(Stored data entries)
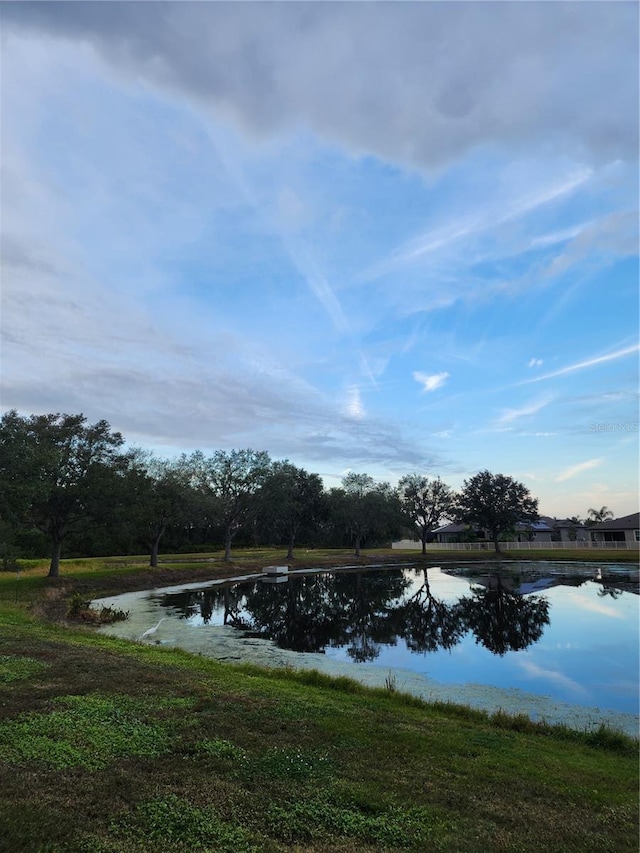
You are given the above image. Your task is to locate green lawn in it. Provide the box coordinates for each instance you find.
[0,551,638,852]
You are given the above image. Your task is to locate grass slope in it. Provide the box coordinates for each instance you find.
[0,551,638,852]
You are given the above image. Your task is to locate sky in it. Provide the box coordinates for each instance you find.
[1,1,638,519]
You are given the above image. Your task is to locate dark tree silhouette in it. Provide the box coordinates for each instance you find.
[0,410,131,576]
[190,448,271,561]
[456,470,538,553]
[397,475,456,555]
[398,569,465,653]
[587,506,614,523]
[458,576,550,655]
[258,461,324,559]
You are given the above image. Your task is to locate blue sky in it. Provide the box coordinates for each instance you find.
[1,2,638,518]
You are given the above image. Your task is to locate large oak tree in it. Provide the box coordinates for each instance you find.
[456,470,538,553]
[126,453,200,567]
[0,411,131,576]
[258,461,324,559]
[397,474,456,555]
[330,473,403,557]
[190,449,271,561]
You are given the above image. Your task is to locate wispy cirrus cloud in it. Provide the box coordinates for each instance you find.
[364,168,593,281]
[528,223,588,250]
[544,210,639,278]
[555,458,603,483]
[414,371,450,393]
[521,344,640,384]
[496,397,553,427]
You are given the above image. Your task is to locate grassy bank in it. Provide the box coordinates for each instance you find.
[0,551,638,852]
[3,545,637,602]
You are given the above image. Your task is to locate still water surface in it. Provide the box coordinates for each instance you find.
[95,562,639,733]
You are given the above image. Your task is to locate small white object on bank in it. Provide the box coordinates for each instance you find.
[264,565,288,577]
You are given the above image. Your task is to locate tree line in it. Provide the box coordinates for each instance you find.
[0,411,539,576]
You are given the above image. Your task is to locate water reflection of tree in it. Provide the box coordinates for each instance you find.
[229,569,411,661]
[458,575,550,656]
[163,568,554,661]
[397,569,465,653]
[162,584,248,627]
[243,574,344,652]
[331,570,410,662]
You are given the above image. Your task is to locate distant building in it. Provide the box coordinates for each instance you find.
[433,516,588,545]
[587,512,640,547]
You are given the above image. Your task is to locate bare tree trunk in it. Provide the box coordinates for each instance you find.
[224,528,232,562]
[150,538,160,568]
[354,536,361,557]
[421,531,427,555]
[48,539,62,578]
[149,522,166,568]
[493,532,502,554]
[286,533,294,561]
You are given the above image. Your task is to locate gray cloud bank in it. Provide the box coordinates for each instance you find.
[2,1,637,171]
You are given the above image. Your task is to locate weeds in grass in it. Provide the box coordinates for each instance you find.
[384,671,398,693]
[584,722,637,753]
[263,792,454,847]
[252,745,333,782]
[110,795,260,853]
[488,708,639,754]
[193,737,247,762]
[0,693,193,769]
[193,738,333,784]
[0,654,49,683]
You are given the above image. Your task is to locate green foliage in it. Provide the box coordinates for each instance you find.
[456,470,539,551]
[261,664,366,694]
[193,736,247,761]
[0,654,49,683]
[329,473,404,555]
[193,738,332,784]
[264,792,453,847]
[0,410,132,576]
[189,448,272,560]
[122,453,204,567]
[252,745,333,782]
[587,506,614,523]
[398,474,456,552]
[0,542,20,572]
[584,722,636,753]
[0,693,193,769]
[256,460,325,557]
[112,795,259,853]
[384,671,398,692]
[67,592,129,624]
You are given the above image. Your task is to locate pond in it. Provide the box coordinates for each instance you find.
[93,561,640,735]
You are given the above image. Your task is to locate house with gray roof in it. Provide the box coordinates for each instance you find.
[434,516,587,544]
[587,512,640,547]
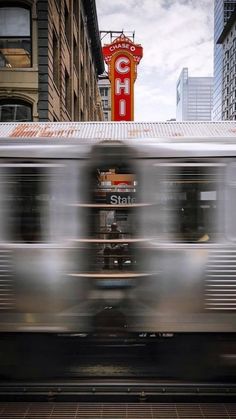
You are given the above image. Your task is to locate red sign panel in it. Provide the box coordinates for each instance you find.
[111,52,134,121]
[103,40,143,62]
[103,35,143,121]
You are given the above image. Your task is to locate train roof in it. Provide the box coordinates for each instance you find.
[0,122,236,159]
[0,121,236,142]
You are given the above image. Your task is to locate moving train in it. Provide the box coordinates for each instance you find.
[0,121,236,334]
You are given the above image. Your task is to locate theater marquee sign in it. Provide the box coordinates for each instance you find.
[103,35,143,121]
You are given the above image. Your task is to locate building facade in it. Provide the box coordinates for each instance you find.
[213,0,236,120]
[217,9,236,119]
[98,73,111,121]
[176,68,214,121]
[0,0,104,122]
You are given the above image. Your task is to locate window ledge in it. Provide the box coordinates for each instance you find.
[0,67,37,72]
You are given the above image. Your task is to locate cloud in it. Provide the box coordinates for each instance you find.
[96,0,214,121]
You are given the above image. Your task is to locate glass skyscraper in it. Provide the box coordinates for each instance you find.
[213,0,236,120]
[176,68,213,121]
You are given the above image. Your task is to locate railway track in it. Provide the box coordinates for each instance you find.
[0,401,236,418]
[0,380,236,402]
[1,334,236,417]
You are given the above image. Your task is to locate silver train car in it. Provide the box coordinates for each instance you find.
[1,121,236,334]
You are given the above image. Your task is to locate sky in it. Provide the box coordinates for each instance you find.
[96,0,214,121]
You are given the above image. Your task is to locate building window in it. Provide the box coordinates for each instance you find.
[80,17,84,50]
[176,81,181,104]
[65,68,71,116]
[0,5,31,68]
[55,0,60,10]
[0,100,32,122]
[80,62,84,90]
[104,111,108,121]
[74,92,79,121]
[102,99,108,108]
[100,87,108,97]
[73,0,79,24]
[53,30,60,88]
[64,3,70,46]
[73,35,79,75]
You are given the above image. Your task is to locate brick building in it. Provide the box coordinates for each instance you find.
[217,8,236,120]
[0,0,104,122]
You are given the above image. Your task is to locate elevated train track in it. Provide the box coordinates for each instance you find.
[1,401,236,418]
[1,380,236,401]
[1,378,236,418]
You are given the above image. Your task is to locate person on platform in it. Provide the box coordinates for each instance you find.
[103,222,124,269]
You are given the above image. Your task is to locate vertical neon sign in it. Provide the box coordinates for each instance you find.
[103,35,143,121]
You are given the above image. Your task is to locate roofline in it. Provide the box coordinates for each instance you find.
[1,121,236,141]
[82,0,104,75]
[217,8,236,44]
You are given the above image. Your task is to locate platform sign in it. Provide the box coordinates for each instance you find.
[103,35,143,121]
[106,192,136,205]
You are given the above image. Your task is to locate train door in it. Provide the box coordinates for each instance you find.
[85,142,143,332]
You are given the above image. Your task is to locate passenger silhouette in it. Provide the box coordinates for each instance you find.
[103,223,124,269]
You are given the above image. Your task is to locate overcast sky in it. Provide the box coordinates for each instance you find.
[96,0,214,121]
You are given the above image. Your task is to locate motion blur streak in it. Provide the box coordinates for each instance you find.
[0,122,236,337]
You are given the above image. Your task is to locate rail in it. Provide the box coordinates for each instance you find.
[0,380,236,402]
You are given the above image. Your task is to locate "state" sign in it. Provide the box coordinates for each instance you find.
[106,192,136,205]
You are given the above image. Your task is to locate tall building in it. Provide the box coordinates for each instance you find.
[213,0,236,120]
[217,9,236,119]
[98,73,111,121]
[176,68,214,121]
[0,0,104,122]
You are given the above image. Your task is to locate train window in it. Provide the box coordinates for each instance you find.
[226,162,236,240]
[89,164,138,272]
[156,162,223,242]
[5,164,49,242]
[93,168,136,234]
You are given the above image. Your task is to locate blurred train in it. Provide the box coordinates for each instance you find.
[0,121,236,334]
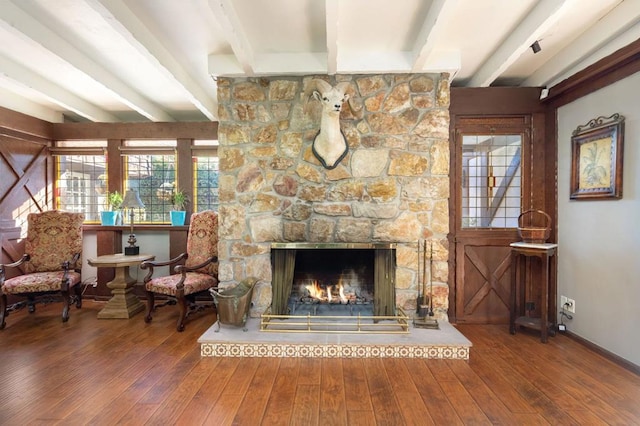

# What you are asked to do
Repeat all of the entries above word for word and omit the pictures.

# Reply
You are given the above image. Your task is to locate green lawn in it. Provide the box coordinates for each instance you find.
[0,551,638,852]
You are given the above image. Your task is to locate grass slope in it. Provide the box coordinates for each instance you find.
[0,551,638,852]
You are given the above image. Your task is to locate sky in it. Provide the box coordinates for each instance you find.
[1,1,638,519]
You are given the above image. Your task is to locate dark tree silhouette in it. Provide the box coordinates for each instance you find.
[0,410,131,576]
[190,448,271,561]
[456,470,538,553]
[397,475,456,555]
[398,569,465,653]
[587,506,614,523]
[458,576,550,655]
[258,461,324,559]
You are given the above image. Your task is to locate blue sky in it. Provide the box coordinates for each instance you find.
[1,2,638,518]
You are given the above image. Your task is to locate large oak tree in it. Provide the box coordinates for each instance you find.
[456,470,538,553]
[126,453,200,567]
[0,411,131,576]
[258,461,324,559]
[397,474,456,555]
[330,473,403,557]
[190,449,271,561]
You are given the above image. Your task is to locate wispy cirrus cloud in it. Provide the box coordinates for each instance you find.
[364,168,593,281]
[528,223,588,250]
[544,210,639,278]
[555,458,603,483]
[414,371,450,393]
[521,344,640,384]
[496,397,553,427]
You are given the above image. Your task is to locate grassy bank in it. Provide the box coordinates for each instance you find.
[0,551,638,852]
[3,545,637,602]
You are given the above image. Your task is to locate still water surface in it. Provide the box coordinates for each instance you find.
[95,562,639,733]
You are given the above image. Your task is to locate small white object on bank in it. Provide the box coordinates for each instance you find.
[264,565,288,577]
You are given the above image. Your task is to locate tree line in it. Provide the box coordinates for each instance you find.
[0,411,539,576]
You are given the above image. Your task is to locate water reflection of tree in it. Provide the box coordinates for each instance you find.
[229,569,411,661]
[458,575,550,656]
[163,568,554,661]
[397,569,465,653]
[162,584,248,627]
[243,574,344,652]
[331,570,410,662]
You are given the above image. Your task is to locate distant building in it. Provide the box coordinates for each instance you find.
[433,516,588,545]
[587,512,640,547]
You are given the above image. Your task is to locate bare tree trunk in it. Provide the box coordinates for each instance you find.
[224,528,232,562]
[150,538,160,568]
[354,536,361,557]
[421,531,427,555]
[48,539,62,578]
[149,522,166,568]
[493,532,502,554]
[286,533,294,561]
You are given the above image. Your task is to locate gray cloud bank in it. Provide the box coordinates for each instance you find.
[2,1,637,171]
You are given the above image. Your task is to locate weeds in grass in it. Provide the box coordinates for each instance you find.
[384,671,398,693]
[584,722,637,753]
[263,792,454,847]
[252,745,333,782]
[110,795,260,853]
[488,708,639,754]
[193,737,247,762]
[0,693,193,769]
[193,738,333,784]
[0,654,49,683]
You are given the above image. Your task is to locate green foliage in it. Provide the box coordinates for each instance you find.
[456,470,539,551]
[261,664,366,694]
[193,736,247,761]
[0,654,49,683]
[329,473,404,555]
[193,738,332,784]
[264,792,453,847]
[0,410,132,576]
[189,448,272,560]
[122,453,204,567]
[252,745,333,782]
[587,506,614,523]
[398,474,456,552]
[0,542,20,572]
[584,722,636,753]
[0,693,193,769]
[256,460,325,557]
[112,795,259,853]
[384,671,398,692]
[67,592,129,624]
You are given the above image. Your task is to locate pond in it. Provide the box coordinates for each instance you find.
[93,561,640,735]
You are given the above image. Your task is to locate house with gray roof in it. Provide the box coordinates for each instance you find.
[434,516,587,544]
[587,512,640,547]
You are given the above image. Your task is to locate red sign panel in it. Provide the box coordinates for each instance you find.
[111,52,134,121]
[103,40,143,62]
[103,35,143,121]
You are given the above image. Your task is to locate train roof in it. Provide the box coordinates for each instance you find.
[0,122,236,159]
[0,121,236,142]
You are given the above image. Your task is to locate moving train in it. Provide the box coordinates for each instance you find.
[0,121,236,334]
You are given the above image. Your task is to locate theater marquee sign in it. Provide the box coordinates for each instance you find.
[103,35,143,121]
You are given the above image. Your task is to locate building facade in it. Provide the box coordinates for each instance you find.
[213,0,236,120]
[217,9,236,119]
[98,73,111,121]
[176,68,214,121]
[0,0,104,122]
You are given the above image. Your task is to locate window ledge in it. Provide the box coordinates for each instance you find.
[0,67,37,72]
You are given the above image. Your task is to locate cloud in it. Provide the box coordinates for each instance you find.
[96,0,214,121]
You are given the above image. Your task is to locate glass skyscraper in it. Provide the box coordinates for each instance you find.
[213,0,236,120]
[176,68,213,121]
You are given the above image. Your task is to locate railway track in it. Provide the box coordinates for each instance you find.
[0,401,236,418]
[0,380,236,402]
[1,334,236,417]
You are given the above image. Your task is to locate silver train car in it. Provide the box coordinates for each instance you find.
[1,121,236,334]
You are given the above image. Your task is to locate sky in it. Provide the box coordinates for each instance you find.
[96,0,214,121]
You are given the above image. Your task is to locate building window in it. Provide the box coordinates for each instance you find.
[80,17,84,50]
[176,81,181,104]
[65,68,71,116]
[0,5,31,68]
[55,0,60,10]
[0,100,32,122]
[80,62,84,90]
[104,111,108,121]
[74,92,79,121]
[102,99,108,108]
[100,87,108,97]
[73,0,79,24]
[53,30,60,88]
[64,3,70,46]
[73,35,79,75]
You are given the above image. Your task is to locate brick building in it. Provide the box coordinates for each instance you find.
[217,8,236,120]
[0,0,104,122]
You are given the above image. Your task is to locate elevated train track in it. Provide the box coordinates for each instance you find.
[1,401,236,418]
[1,380,236,401]
[1,378,236,418]
You are given the above image. Your task is to locate person on platform in it. Provide the box coordinates for each instance you find.
[103,222,124,269]
You are given the above image. Your task is to locate vertical neon sign in it. Provide the box coordinates for each instance you find.
[103,35,143,121]
You are given the above image. Your task is to locate roofline in it. Provide the box coordinates for each instance you find.
[1,121,236,141]
[82,0,104,75]
[217,8,236,44]
You are given the above image. Your task is to locate platform sign in it. Provide the box coordinates for each instance you find.
[103,35,143,121]
[106,192,136,205]
You are given the above image. Your task is to locate train door in it. Provide the box coordinates for each instance you find.
[85,142,143,332]
You are given the above image. Your task is to locate passenger silhouette in it. Provide the box coordinates for each instance you find.
[103,223,124,269]
You are given the above image. Your task is to locate overcast sky in it. Provide the box coordinates for each instance you find.
[96,0,214,121]
You are given the above image. Your task is to locate motion blur streak in it. Provide the box coordinates for each instance you find.
[0,122,236,337]
You are given the above image. Your task is to locate rail in it. Provide the box coordinates for each instance you find.
[0,380,236,402]
You are given the above image. Your task is to locate "state" sign in it. Provide the box coordinates for each instance you find.
[106,192,136,205]
You are given the above image. Your task is to locate tall building in it. Provide the box coordinates for each instance you find.
[213,0,236,120]
[217,9,236,119]
[98,73,111,121]
[176,68,214,121]
[0,0,104,122]
You are given the above image. Your task is to locate train window in it. Provide the box coordinates for each instance you find.
[226,162,236,240]
[89,164,138,272]
[156,162,223,242]
[5,164,49,242]
[93,168,136,234]
You are given the above image. Your task is to locate blurred train in it. Provide the box coordinates for each instance you find.
[0,121,236,334]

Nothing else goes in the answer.